### Task goal
Reproduce all of the rows below, replacing every occurrence of "one point per line" with "each point on a separate line" and leaving everything else unchanged. Omit the pictures from the answer.
BEGIN Data provided
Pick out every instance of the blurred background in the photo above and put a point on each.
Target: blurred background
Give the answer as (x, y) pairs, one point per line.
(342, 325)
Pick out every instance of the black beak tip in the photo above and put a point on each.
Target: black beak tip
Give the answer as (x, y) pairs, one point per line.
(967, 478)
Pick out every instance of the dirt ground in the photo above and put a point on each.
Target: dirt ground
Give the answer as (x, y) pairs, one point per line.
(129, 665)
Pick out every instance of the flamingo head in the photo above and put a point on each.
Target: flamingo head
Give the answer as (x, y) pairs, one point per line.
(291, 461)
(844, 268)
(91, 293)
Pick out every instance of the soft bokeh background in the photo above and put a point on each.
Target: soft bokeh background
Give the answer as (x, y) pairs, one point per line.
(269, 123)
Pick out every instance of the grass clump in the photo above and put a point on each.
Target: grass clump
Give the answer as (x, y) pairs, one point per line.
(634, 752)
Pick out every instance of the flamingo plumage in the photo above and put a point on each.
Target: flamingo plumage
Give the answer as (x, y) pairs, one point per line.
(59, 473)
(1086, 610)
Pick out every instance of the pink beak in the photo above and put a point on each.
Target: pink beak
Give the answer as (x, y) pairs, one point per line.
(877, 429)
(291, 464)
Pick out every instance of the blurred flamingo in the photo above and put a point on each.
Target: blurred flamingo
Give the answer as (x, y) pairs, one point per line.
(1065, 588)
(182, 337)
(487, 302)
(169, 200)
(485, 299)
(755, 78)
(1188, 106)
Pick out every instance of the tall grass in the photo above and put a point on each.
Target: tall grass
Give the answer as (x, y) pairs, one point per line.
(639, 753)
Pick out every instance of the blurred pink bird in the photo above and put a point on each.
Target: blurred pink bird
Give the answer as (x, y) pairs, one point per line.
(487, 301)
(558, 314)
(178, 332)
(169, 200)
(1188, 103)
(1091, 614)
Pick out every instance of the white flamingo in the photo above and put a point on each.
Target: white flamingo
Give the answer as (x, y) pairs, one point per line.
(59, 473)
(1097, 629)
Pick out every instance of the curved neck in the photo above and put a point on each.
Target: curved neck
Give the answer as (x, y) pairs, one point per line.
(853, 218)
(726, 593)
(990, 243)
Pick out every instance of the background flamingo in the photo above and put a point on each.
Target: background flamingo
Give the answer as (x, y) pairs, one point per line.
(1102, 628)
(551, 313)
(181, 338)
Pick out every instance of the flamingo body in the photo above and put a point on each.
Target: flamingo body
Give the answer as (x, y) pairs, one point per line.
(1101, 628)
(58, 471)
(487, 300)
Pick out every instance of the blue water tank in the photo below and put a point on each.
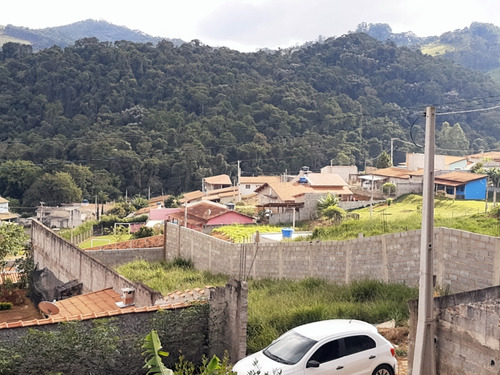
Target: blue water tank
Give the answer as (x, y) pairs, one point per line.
(286, 232)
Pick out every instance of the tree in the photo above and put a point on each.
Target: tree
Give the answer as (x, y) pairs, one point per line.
(53, 189)
(389, 188)
(13, 239)
(494, 176)
(452, 140)
(334, 213)
(384, 160)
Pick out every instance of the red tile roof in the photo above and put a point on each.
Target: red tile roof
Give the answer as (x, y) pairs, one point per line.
(457, 178)
(222, 179)
(103, 304)
(259, 180)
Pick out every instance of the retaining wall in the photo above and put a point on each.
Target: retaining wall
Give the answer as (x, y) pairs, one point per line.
(68, 262)
(463, 261)
(467, 332)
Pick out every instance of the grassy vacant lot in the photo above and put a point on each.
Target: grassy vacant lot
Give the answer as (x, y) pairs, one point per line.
(401, 215)
(104, 240)
(405, 214)
(275, 306)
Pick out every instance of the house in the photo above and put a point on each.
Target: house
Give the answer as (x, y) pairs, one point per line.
(215, 182)
(347, 172)
(158, 201)
(462, 185)
(205, 216)
(297, 199)
(406, 181)
(415, 161)
(488, 159)
(322, 183)
(159, 216)
(193, 196)
(248, 185)
(223, 196)
(69, 215)
(5, 215)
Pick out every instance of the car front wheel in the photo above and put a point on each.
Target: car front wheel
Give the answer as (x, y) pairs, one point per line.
(383, 370)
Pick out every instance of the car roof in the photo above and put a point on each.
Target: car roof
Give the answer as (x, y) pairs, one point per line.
(326, 328)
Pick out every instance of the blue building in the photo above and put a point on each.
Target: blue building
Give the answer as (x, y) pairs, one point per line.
(462, 185)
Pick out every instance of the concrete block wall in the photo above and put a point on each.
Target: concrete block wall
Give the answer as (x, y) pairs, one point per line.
(467, 332)
(467, 261)
(68, 262)
(114, 258)
(463, 261)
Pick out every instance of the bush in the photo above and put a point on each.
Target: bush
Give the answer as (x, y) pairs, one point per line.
(389, 188)
(5, 305)
(144, 232)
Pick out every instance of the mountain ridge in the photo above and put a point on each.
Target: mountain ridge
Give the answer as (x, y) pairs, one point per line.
(66, 35)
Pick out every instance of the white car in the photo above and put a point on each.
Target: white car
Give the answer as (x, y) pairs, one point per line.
(338, 346)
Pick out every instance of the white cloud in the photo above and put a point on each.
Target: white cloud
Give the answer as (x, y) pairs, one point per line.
(248, 24)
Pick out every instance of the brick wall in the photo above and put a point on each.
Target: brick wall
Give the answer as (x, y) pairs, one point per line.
(139, 243)
(203, 329)
(463, 261)
(114, 258)
(68, 262)
(467, 331)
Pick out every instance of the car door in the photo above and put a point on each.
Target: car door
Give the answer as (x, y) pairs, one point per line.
(326, 360)
(360, 354)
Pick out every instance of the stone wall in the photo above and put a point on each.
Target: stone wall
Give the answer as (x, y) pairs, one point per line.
(114, 258)
(203, 329)
(463, 260)
(467, 331)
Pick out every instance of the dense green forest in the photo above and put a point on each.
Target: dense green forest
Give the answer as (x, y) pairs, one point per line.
(476, 47)
(64, 36)
(108, 119)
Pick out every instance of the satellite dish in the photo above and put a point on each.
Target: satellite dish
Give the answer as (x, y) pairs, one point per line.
(48, 308)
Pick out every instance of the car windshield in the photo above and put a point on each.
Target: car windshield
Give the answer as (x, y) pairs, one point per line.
(289, 348)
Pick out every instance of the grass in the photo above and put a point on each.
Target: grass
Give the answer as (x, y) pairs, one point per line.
(405, 214)
(104, 240)
(275, 306)
(242, 233)
(169, 277)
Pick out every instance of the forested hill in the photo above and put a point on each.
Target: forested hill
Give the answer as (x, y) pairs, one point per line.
(130, 117)
(476, 47)
(66, 35)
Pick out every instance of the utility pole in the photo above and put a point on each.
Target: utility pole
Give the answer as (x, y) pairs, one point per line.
(239, 177)
(392, 150)
(423, 360)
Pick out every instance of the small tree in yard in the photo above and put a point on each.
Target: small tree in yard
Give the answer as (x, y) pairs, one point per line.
(12, 240)
(389, 188)
(327, 207)
(334, 213)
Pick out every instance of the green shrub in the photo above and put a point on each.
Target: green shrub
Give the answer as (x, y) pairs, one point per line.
(144, 232)
(186, 264)
(6, 305)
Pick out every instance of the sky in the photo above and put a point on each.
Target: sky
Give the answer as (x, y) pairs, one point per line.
(247, 25)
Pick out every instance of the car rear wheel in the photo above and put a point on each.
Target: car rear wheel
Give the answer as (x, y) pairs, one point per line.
(383, 370)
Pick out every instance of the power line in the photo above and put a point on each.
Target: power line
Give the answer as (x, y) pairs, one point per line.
(468, 111)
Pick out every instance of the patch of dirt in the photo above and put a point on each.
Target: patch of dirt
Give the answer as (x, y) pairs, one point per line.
(399, 338)
(26, 310)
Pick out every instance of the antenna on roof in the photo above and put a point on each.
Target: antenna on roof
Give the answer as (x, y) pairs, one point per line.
END Data provided
### Right answer
Pick out every instance of the blurred background in the photo above and put a point on each.
Target: blurred background
Give the answer as (x, y) pairs, each point on a separate line.
(342, 325)
Pick out every instance of the black beak tip in the photo above and put a point on each.
Target: black beak tip
Give the answer as (x, y) pairs, each point on a separate line.
(967, 478)
Pick out every instance of the dirt ground in the photo above and put a point on each.
Target: dirt ground
Give the answer as (x, y) pairs, each point on a separate line.
(129, 665)
Pick out every instance of the flamingo head in the photo above and put a point on each.
Target: flamingo head
Give the answer as (x, y) pairs, each point on a separate line.
(291, 461)
(844, 268)
(91, 293)
Pick out every instance of the soft bokeh background in the photo above and put a point on each.
Target: soft bokeh background
Give the answer as (x, y) pairs, each point on a separate line.
(269, 123)
Pick out every instance of the grass clump in the photo above and put a point on each.
Target: grass clump
Give the answer as (x, y) pairs, each point on a separate line.
(634, 752)
Pick out every instance of the flamingo plumage in the photo above and put a point on each.
Target: flamingo plumage
Give the answer as (x, y) pairs, each point on a separate line.
(59, 473)
(1086, 610)
Pick out every instance of the pink beak in the photo above and put a point on each.
Target: pink beak
Give the answer as (x, y) pairs, each point on a separate line.
(877, 429)
(291, 464)
Pick out every instance of the blurred flamingo in the photo above and put a point on each.
Target: blurred flamingo
Give the answer as (x, y) pairs, each point on a separate line.
(1065, 588)
(182, 337)
(487, 302)
(169, 200)
(485, 299)
(755, 78)
(1188, 106)
Pick out every instance of the tall grass in the photo above and put a point on each.
Target: tall grass
Give the answer as (x, y) pairs, each point on a separate line.
(639, 753)
Pick out every instance of the blurred pink bird in the photo above and put a point on each.
Target: blurred pink bird
Give the answer as (x, y) pairs, each point on a separate line.
(487, 301)
(558, 314)
(178, 332)
(169, 200)
(1188, 103)
(1091, 614)
Pick out every instance of the white flamingo in the photo above and put a point on each.
Target: white flamingo
Give the answer as (x, y) pairs, each point on a separate line.
(59, 473)
(1097, 629)
Pick out every instance of the curved neck in the photo above and put a point on each.
Target: curved neck
Give the answer as (x, y) pairs, each point on a separate line.
(853, 218)
(726, 593)
(990, 243)
Pick out every instance of the background flamingo in the photo above and put a point on each.
Target: background flamingo
Give the answer as (x, y) pairs, each point on a separate line.
(1102, 628)
(551, 313)
(181, 338)
Pick out every instance of the flamingo body in the photo above and put a point on each.
Target: flamingo body
Give the answer as (x, y) pairs, each point on a separate line.
(1101, 628)
(58, 471)
(487, 300)
Pick out every instance of the blue water tank in the photo below and put a point on each.
Target: blue water tank
Give the answer as (x, y) pairs, each point on a separate line.
(286, 232)
Pick out every instance of the tree in the photo above and put a point on each.
Target: tree
Give the answer as (x, y) pairs, each point on a separate line.
(53, 189)
(389, 188)
(13, 239)
(494, 176)
(452, 140)
(334, 213)
(384, 160)
Pick out every instance of the red tile roof in the photo above and put a point on each.
Target: red tile roof
Give the answer as (x, y) pairs, each point on a separate line.
(457, 178)
(222, 179)
(103, 304)
(259, 180)
Pick out every instance of the retaining wall in the photo above and put a point on each.
Target: retaining wall
Give the answer as (x, y) pairs, each point on a separate line.
(68, 262)
(463, 261)
(467, 332)
Pick out every instance of the grassy vacant lot in the photo above and put a point on each.
Target: grassy vacant lot
Give the answer as (x, y) pairs, each point on a separate line.
(401, 215)
(104, 240)
(405, 214)
(275, 306)
Pick out every instance of the house in the photo above and put a point on each.
Target: house
Give the answer as (x, y) pairs, each point on a separate line.
(215, 182)
(347, 172)
(158, 201)
(462, 185)
(205, 216)
(297, 199)
(406, 181)
(415, 161)
(488, 159)
(322, 183)
(159, 216)
(193, 196)
(248, 185)
(223, 196)
(69, 215)
(5, 215)
Pick out every instance of the car front wheel in the photo above and put a point on each.
Target: car front wheel
Give the answer as (x, y) pairs, each point on a separate line.
(383, 370)
Pick out every instance of the car roof in the photo above and put a point on each.
Target: car roof
Give the answer as (x, y) pairs, each point on a separate line.
(326, 328)
Pick out every instance of the blue building in the photo above and put a point on each.
Target: blue building
Give the answer as (x, y) pairs, each point on a separate line.
(462, 185)
Pick out every instance of the concrete block wall in the photo above and put a point on each.
Target: concrete block wall
Give the answer as (x, y) pairs, each point on a separate line.
(467, 332)
(467, 261)
(68, 262)
(114, 258)
(463, 261)
Pick out every instance of the bush in the photo above and put a point on each.
Target: bush
Give the answer as (x, y) pairs, each point on a separate line.
(389, 188)
(5, 305)
(144, 232)
Pick out every instance of the mountain ridge in the photo above and put a point on each.
Target: mountain ridge
Give the answer as (x, y) pairs, each point on a separate line.
(66, 35)
Pick out every instance of the white car in the photo above and put a point on each.
Target: white car
Give the answer as (x, y) pairs, each point on a separate line.
(338, 346)
Pick out every instance of the white cloud in the photo above and put a point on each.
Target: white cloud
Give the answer as (x, y) pairs, each point on a separate line.
(248, 24)
Pick out every instance of the brick wall in the photo above and put a point on each.
Target: brick wall
Give the answer as (x, y) pairs, each point on a separate line.
(139, 243)
(203, 329)
(463, 261)
(114, 258)
(68, 262)
(467, 331)
Pick out every instance of the car door in the photo above and put a point on each.
Target: car door
Give the answer as (x, y) pairs, each point on a separate line.
(326, 360)
(360, 354)
Pick out every instance of the stone wall in the photo above and put a point on each.
Target: stone wall
Give the answer as (x, y) pairs, each point on a separate line.
(114, 258)
(203, 329)
(463, 260)
(467, 331)
Pick out every instance of the dense green forest in the photo above and put a point on each.
Target: dense green forest
Give the answer as (x, y) pairs, each point on a separate line.
(476, 47)
(64, 36)
(108, 119)
Pick out every instance of the satellite dish in the photo above and put a point on each.
Target: satellite dish
Give the answer as (x, y) pairs, each point on a separate line.
(48, 308)
Pick out every instance of the car windshield in the photo above and put a point on each.
Target: car windshield
Give the answer as (x, y) pairs, each point on a separate line.
(289, 348)
Pick out every instance of the grass in the photo above and put a point on each.
Target: grass
Give the answer as (x, y) pairs, each point on a separate line.
(405, 214)
(104, 240)
(275, 306)
(242, 233)
(169, 277)
Pick out every instance of the forested hill in the photo above and put a point on each.
Target: forested hill
Give the answer as (x, y) pairs, each point on a separate line.
(130, 117)
(476, 47)
(66, 35)
Pick out every instance of the utility pole in the photo above and put a point on each.
Target: utility pole
Give the answer as (x, y) pairs, each point on a separate line.
(239, 177)
(392, 150)
(423, 360)
Pick out every instance of the small tree in yard in the photo above and put a point on each.
Target: small tree in yard
Give the answer as (x, y) pairs, each point on a separate line.
(12, 240)
(389, 188)
(327, 207)
(334, 213)
Pick out every instance of the green shrub in the photo above and put a point on each.
Target: green shrub
Give the answer as (x, y) pairs, each point on a separate line.
(144, 232)
(186, 264)
(6, 305)
Pick out every instance of the sky in the photo above and put a point on each.
Target: sky
Give the answer as (x, y) pairs, each point on a separate line.
(247, 25)
Pick out every instance of the car rear wheel in the photo above and put a point on each.
Target: car rear wheel
Give the answer as (x, y) pairs, each point on a separate line.
(383, 370)
Pick out every instance of the power line in the photo above and put a point on each.
Target: power line
Give the answer as (x, y) pairs, each point on a separate line.
(468, 111)
Pick out every instance of the patch of dirt in the photo above and put a point on each.
Target: patch of dirt
Give the answer as (x, y) pairs, each point on a separate line.
(399, 338)
(26, 310)
Pick out every instance of the antenna on roof in the photo above and put a point on each.
Target: antenna on roof
Give the answer as (x, y) pairs, each point on a separate line.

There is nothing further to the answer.